**Problems and tasks:**
a) Can you quote the Jazzfest Berlin report between "Jazzfest Berlin was" and "and São Paulo.", inclusive?
b) Does the Jazzfest Berlin report support each of these statements? (i) The festival was founded in 1964 in East Berlin. (ii) Nadin Deventer took over as Artistic Director in 2018. (iii) Dr Martin Luther King sent a speech when the festival opened. Answer yes or no for each, quoting the deciding words.
c) Could you continue the Jazzfest Berlin report, picking up after its final sentence?

**Extract provided:**
┏━━
Live reviews

Festival Report – Jazzfest Berlin 2021

Jazzfest Berlin: Scenes of Now

Various Venues, Berlin — 4-7 November 2021. Round-Up by AJ Dehany)

Koma Saxo in the Betonhalle at Silent Green. Photo copyright Camille Blake / Berliner Festspiele

Jazzfest Berlin was founded in 1964 in West Berlin as the “Berliner Jazztage” with an activist spirit informed by the civil rights movement. Dr Martin Luther King sent a speech when the festival opened, a fact pianist Jason Moran reminded us of in a video segment congratulating the festival for its 2021 European Jazz Network Award for Adventurous Programming. Nadin Deventer took over as Artistic Director in 2018 and has endured the taunts of certain boys club minded individuals in the industry and gone on to expand the festival’s vision of radical creativity and diversity: to challenge and provoke, but always communicate. Adventurous is a moot descriptor: not treading too far out into the wilds of experimentalism but still revelling in unexpected happenings, like this year’s cross-fertilisation with artists in Cairo, Johannesburg and São Paulo.
┗━━
**Data segment:**
┏━━
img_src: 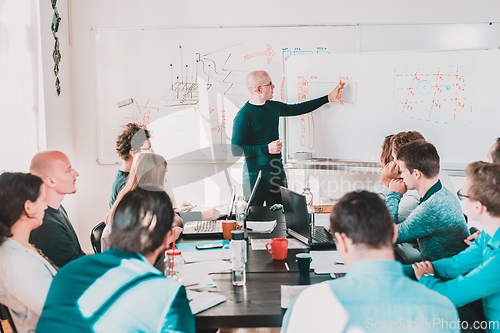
┗━━
**The responses:**
a)
Jazzfest Berlin was founded in 1964 in West Berlin as the “Berliner Jazztage” with an activist spirit informed by the civil rights movement. Dr Martin Luther King sent a speech when the festival opened, a fact pianist Jason Moran reminded us of in a video segment congratulating the festival for its 2021 European Jazz Network Award for Adventurous Programming. Nadin Deventer took over as Artistic Director in 2018 and has endured the taunts of certain boys club minded individuals in the industry and gone on to expand the festival’s vision of radical creativity and diversity: to challenge and provoke, but always communicate. Adventurous is a moot descriptor: not treading too far out into the wilds of experimentalism but still revelling in unexpected happenings, like this year’s cross-fertilisation with artists in Cairo, Johannesburg and São Paulo.

b)
(i) No: "founded in 1964 in West Berlin"
(ii) Yes: "Nadin Deventer took over as Artistic Director in 2018"
(iii) Yes: "Dr Martin Luther King sent a speech when the festival opened"

c)
Not everything programmed is necessarily for everyone. Supported by enviable federal government funding, Jazzfest Berlin holds to artistic seriousness over populism, while maintaining an accessible roster of well-respected and emerging artists working in jazz-related music. Its online edition last year (REVIEW) was a remarkable transatlantic dialogue between New York and Berlin with four days of electroacoustric performances and audiovisual commissions. In 2021 live audiences returned to the silent green, a former crematorium turned creative crucible, but it kept the live streaming and on-demand availability of the performances and commissioned audiovisual works. Regarding bringing the power of art to the people, this makes Jazzfest Berlin a beacon of what could be.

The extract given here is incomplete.